### TASK REQUIREMENTS
Copy every record below exactly.

### EXTRACTED ENTRIES
^^^^

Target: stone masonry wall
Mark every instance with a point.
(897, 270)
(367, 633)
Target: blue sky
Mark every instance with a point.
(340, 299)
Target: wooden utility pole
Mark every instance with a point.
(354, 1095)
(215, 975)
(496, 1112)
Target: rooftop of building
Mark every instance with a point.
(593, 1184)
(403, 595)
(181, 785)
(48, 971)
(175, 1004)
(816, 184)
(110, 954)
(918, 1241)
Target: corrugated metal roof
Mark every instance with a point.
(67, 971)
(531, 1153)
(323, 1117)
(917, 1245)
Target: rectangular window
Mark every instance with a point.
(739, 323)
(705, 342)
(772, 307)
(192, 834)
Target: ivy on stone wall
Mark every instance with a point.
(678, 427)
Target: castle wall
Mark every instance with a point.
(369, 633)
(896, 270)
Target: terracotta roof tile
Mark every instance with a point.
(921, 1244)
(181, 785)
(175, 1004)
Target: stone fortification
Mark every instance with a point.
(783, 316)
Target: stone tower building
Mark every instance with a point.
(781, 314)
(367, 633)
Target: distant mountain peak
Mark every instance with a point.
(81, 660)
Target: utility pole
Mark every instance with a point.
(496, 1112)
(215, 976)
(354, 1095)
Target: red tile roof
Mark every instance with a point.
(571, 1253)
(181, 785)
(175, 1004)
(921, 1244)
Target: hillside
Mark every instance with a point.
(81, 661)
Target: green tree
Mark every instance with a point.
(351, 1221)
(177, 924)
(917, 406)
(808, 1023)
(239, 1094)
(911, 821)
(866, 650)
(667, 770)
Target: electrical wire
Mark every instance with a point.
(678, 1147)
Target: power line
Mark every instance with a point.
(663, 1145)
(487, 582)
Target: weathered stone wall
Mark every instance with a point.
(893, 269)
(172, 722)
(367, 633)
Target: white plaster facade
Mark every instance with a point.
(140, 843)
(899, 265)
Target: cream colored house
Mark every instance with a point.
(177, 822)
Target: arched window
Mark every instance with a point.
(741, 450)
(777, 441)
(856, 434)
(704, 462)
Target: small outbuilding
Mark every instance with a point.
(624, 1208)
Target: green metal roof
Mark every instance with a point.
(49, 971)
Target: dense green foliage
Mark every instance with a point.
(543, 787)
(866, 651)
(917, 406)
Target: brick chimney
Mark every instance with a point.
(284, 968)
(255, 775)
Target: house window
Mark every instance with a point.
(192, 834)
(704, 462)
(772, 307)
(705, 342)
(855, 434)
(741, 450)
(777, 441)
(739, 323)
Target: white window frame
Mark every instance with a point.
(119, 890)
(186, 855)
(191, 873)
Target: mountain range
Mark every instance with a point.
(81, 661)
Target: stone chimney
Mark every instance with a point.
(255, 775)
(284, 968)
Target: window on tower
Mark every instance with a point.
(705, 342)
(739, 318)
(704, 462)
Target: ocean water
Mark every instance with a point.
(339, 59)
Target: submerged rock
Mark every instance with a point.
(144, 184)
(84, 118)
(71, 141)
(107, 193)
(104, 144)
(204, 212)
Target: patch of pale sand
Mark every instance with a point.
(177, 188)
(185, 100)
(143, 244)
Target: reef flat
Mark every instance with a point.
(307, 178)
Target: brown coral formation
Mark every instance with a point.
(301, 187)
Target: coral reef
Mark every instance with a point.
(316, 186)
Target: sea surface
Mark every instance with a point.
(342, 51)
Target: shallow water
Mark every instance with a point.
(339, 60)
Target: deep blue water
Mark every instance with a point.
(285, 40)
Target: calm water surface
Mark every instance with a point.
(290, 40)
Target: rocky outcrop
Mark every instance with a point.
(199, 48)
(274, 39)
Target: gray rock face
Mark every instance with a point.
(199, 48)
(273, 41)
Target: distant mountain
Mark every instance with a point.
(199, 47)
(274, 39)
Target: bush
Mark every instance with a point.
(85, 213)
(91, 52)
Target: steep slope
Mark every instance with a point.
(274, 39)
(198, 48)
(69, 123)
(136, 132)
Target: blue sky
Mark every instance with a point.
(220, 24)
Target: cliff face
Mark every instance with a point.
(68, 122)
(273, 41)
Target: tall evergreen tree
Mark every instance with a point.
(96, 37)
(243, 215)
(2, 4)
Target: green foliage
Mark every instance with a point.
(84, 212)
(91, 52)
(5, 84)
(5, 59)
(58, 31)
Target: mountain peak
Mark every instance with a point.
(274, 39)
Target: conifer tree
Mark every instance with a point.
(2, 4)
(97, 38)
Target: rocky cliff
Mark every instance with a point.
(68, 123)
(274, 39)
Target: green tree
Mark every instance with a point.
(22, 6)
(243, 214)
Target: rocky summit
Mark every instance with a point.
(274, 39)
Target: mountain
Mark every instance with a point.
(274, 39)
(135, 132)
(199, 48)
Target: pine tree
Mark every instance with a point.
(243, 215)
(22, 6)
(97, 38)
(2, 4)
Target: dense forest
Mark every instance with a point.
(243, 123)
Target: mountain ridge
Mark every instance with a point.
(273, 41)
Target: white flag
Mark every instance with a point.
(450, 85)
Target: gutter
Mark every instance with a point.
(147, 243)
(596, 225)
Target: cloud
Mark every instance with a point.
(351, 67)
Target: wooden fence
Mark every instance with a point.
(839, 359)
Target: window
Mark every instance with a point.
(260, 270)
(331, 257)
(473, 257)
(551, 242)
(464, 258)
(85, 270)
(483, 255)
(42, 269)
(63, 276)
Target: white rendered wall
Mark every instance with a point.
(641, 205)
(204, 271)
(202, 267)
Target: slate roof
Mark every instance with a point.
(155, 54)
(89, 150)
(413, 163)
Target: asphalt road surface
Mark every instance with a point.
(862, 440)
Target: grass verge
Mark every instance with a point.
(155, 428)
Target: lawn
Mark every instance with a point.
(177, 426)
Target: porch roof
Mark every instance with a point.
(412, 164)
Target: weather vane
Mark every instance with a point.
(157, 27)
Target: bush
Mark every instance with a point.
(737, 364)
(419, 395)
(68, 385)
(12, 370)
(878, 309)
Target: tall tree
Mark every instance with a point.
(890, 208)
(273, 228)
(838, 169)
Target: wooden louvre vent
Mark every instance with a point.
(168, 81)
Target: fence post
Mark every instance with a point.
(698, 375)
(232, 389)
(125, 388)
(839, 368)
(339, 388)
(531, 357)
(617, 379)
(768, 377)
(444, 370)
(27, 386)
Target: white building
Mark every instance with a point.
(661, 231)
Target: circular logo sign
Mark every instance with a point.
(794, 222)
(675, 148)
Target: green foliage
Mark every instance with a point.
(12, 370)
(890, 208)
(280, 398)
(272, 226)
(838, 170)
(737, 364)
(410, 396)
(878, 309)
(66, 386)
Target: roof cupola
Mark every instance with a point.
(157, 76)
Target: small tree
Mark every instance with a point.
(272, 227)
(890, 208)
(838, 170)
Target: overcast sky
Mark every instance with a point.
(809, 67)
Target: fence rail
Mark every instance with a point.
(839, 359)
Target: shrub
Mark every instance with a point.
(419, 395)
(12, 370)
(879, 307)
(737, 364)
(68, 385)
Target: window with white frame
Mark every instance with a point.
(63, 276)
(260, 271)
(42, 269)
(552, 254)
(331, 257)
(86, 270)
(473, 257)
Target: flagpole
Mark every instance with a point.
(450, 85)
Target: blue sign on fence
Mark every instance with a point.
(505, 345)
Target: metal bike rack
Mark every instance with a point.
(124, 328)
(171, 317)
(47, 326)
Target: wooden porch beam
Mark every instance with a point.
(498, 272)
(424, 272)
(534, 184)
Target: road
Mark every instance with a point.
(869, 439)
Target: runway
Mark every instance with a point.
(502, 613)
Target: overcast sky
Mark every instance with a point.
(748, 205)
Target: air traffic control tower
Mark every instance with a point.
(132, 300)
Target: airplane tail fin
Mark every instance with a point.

^^^^

### RESULT OF THIS TASK
Target: stone masonry wall
Mark every instance with a point.
(897, 270)
(367, 633)
Target: blue sky
Mark every instance with a point.
(340, 299)
Target: wooden utility pole
Mark every instance with a point.
(354, 1095)
(215, 975)
(496, 1112)
Target: rooftop of building
Mark every instance with a point.
(593, 1184)
(403, 595)
(181, 785)
(48, 971)
(175, 1004)
(816, 184)
(110, 954)
(918, 1241)
Target: corrugated metal roof
Mark every instance with a point.
(67, 971)
(531, 1153)
(323, 1117)
(917, 1245)
Target: rectangular window
Mark every instance with a point.
(739, 323)
(705, 342)
(772, 307)
(192, 834)
Target: ivy on stone wall
Mark every instance with a point.
(678, 427)
Target: castle wall
Mark every instance with a point.
(369, 633)
(896, 270)
Target: terracotta roof tile
Mark every instance with a point.
(921, 1244)
(181, 785)
(175, 1004)
Target: stone fortification
Mark every instance with a point.
(783, 316)
Target: stone tower building
Mark every instance with a point.
(781, 314)
(367, 633)
Target: distant mountain peak
Mark every instance with a point.
(81, 660)
Target: utility pole
Mark every instance with a point.
(496, 1112)
(215, 976)
(354, 1095)
Target: red tile roof
Mark every instance with a point.
(571, 1253)
(181, 785)
(175, 1004)
(921, 1244)
Target: hillside
Mark every instance with a point.
(81, 661)
Target: green tree
Mark every instance with a point.
(351, 1221)
(177, 924)
(917, 406)
(808, 1023)
(239, 1094)
(911, 821)
(866, 650)
(667, 770)
Target: electrical wire
Mark every instance with a point.
(678, 1147)
Target: power line
Mark every instance with a point.
(663, 1145)
(487, 582)
Target: weathered stone wall
Mark every instance with a point.
(893, 269)
(172, 722)
(367, 633)
Target: white plaster facade
Mark every instance with a point.
(140, 843)
(899, 265)
Target: cream colored house
Mark every instance with a point.
(177, 822)
Target: arched window
Mark every instance with a point.
(741, 450)
(777, 441)
(856, 434)
(704, 462)
Target: small outbuilding
Mark every instance with a point.
(624, 1208)
Target: green metal roof
Mark every instance with a point.
(49, 971)
Target: dense green foliage
Mark every instance with a point.
(543, 787)
(866, 651)
(917, 406)
Target: brick chimney
Mark every instance with a point.
(284, 968)
(255, 775)
Target: house window
Mark every instance with a point.
(192, 834)
(704, 462)
(772, 307)
(705, 342)
(855, 434)
(741, 450)
(777, 441)
(739, 323)
Target: white window frame
Mark every instance with a point.
(119, 890)
(186, 855)
(191, 873)
Target: mountain range
Mark every instance with a point.
(81, 661)
Target: stone chimney
Mark every instance with a point.
(255, 775)
(284, 968)
Target: window on tower
Mark every instance with a point.
(705, 342)
(739, 318)
(704, 462)
Target: ocean water
Mark every instance with a point.
(339, 59)
Target: submerged rock
Mark every instance with a point.
(144, 184)
(84, 118)
(71, 141)
(107, 193)
(104, 144)
(204, 212)
Target: patch of pale sand
Mark every instance with a point.
(177, 188)
(185, 100)
(143, 244)
Target: reef flat
Mark every instance with a point.
(307, 178)
Target: brown coral formation
Mark every instance with a point.
(301, 187)
Target: coral reef
Mark every instance with a point.
(316, 186)
Target: sea surface
Mark every instance with a point.
(342, 51)
Target: shallow water
Mark every instance with a point.
(339, 60)
Target: deep blue water
Mark every instance with a point.
(285, 40)
Target: calm water surface
Mark every instance with a point.
(290, 40)
Target: rocky outcrop
Mark every instance with a point.
(199, 48)
(274, 39)
Target: gray rock face
Mark every instance with a point.
(199, 48)
(273, 41)
Target: distant mountain
Mark every instance with a point.
(199, 47)
(274, 39)
Target: bush
Mark every instance with a point.
(85, 213)
(91, 52)
Target: steep slope
Mark every instance with a point.
(274, 39)
(198, 48)
(69, 123)
(136, 132)
Target: blue sky
Mark every instance with a point.
(220, 24)
Target: cliff face
Mark every instance with a point.
(68, 122)
(273, 41)
Target: tall evergreen tree
Mark every instance with a point.
(96, 37)
(243, 215)
(2, 4)
Target: green foliage
Mark every instance with a point.
(84, 212)
(91, 52)
(5, 84)
(5, 59)
(58, 31)
Target: mountain peak
Mark every instance with a point.
(274, 39)
Target: conifer tree
Mark every instance with a point.
(2, 4)
(97, 38)
Target: rocky cliff
Mark every instance with a point.
(68, 123)
(274, 39)
Target: green tree
Mark every instance with a point.
(22, 6)
(243, 214)
Target: rocky summit
Mark every instance with a point.
(274, 39)
Target: mountain
Mark every instance with a point.
(274, 39)
(135, 132)
(199, 48)
Target: pine tree
Mark every instance with a point.
(243, 215)
(22, 6)
(97, 38)
(2, 4)
Target: dense forest
Mark every instance with a point.
(243, 123)
Target: mountain ridge
Mark every instance with a point.
(273, 41)
Target: white flag
Mark every instance with a point.
(450, 85)
Target: gutter
Mark every instance with a point.
(147, 243)
(596, 225)
Target: cloud
Mark every instance with a point.
(351, 67)
Target: wooden fence
Mark every instance with a point.
(839, 359)
Target: window
Mark every instance with a point.
(260, 270)
(331, 257)
(473, 257)
(551, 242)
(464, 258)
(85, 270)
(483, 255)
(42, 269)
(63, 276)
Target: white rendered wall
Mark every instance with a point.
(641, 205)
(204, 271)
(202, 267)
Target: slate roof
Mark every instance with a point.
(155, 54)
(89, 150)
(413, 163)
Target: asphalt road surface
Mark every instance with a point.
(862, 440)
Target: grass verge
Mark every instance with a point.
(155, 428)
Target: lawn
Mark every instance with a point.
(177, 426)
Target: porch roof
Mark every instance with a point.
(412, 164)
Target: weather vane
Mark every instance with a point.
(157, 27)
Target: bush
Mark every instance with a point.
(737, 364)
(419, 395)
(68, 385)
(12, 370)
(878, 309)
Target: tall tree
Mark every instance with a point.
(890, 208)
(273, 228)
(838, 169)
Target: wooden louvre vent
Mark every instance with a point.
(168, 81)
Target: fence post
Mark every instance with a point.
(698, 375)
(232, 389)
(125, 388)
(839, 368)
(339, 388)
(531, 357)
(617, 379)
(768, 377)
(444, 370)
(27, 386)
Target: white building
Mark every instance with a point.
(661, 231)
Target: circular logo sign
Mark every instance with a point.
(794, 222)
(675, 148)
Target: green foliage
Mark every instance with a point.
(12, 370)
(890, 208)
(280, 398)
(272, 226)
(838, 170)
(737, 364)
(410, 396)
(878, 309)
(66, 386)
Target: roof cupola
Mark every instance with a point.
(157, 76)
Target: small tree
Mark every instance with a point.
(272, 227)
(890, 208)
(838, 170)
Target: overcast sky
Mark every instance with a point.
(809, 67)
Target: fence rail
Mark every instance with a point.
(839, 359)
Target: shrub
Mark every instance with a point.
(419, 395)
(12, 370)
(879, 307)
(737, 364)
(68, 385)
Target: window with white frame
Mark every instance with a point.
(63, 276)
(260, 271)
(42, 269)
(552, 254)
(331, 257)
(86, 270)
(473, 257)
Target: flagpole
Mark every instance with a point.
(450, 85)
Target: blue sign on fence
Mark every instance with a point.
(505, 345)
Target: metal bike rack
Mark every instance with a point.
(124, 328)
(171, 317)
(47, 326)
Target: wooden porch beam
Mark every instance with a point.
(498, 272)
(424, 272)
(534, 184)
Target: road
Mark every instance with a point.
(869, 439)
Target: runway
Mark every instance with a point.
(502, 613)
Target: overcast sky
Mark every instance with a point.
(748, 205)
Target: air traffic control tower
Mark every instance with a point.
(132, 300)
Target: airplane tail fin
Mark every instance with a point.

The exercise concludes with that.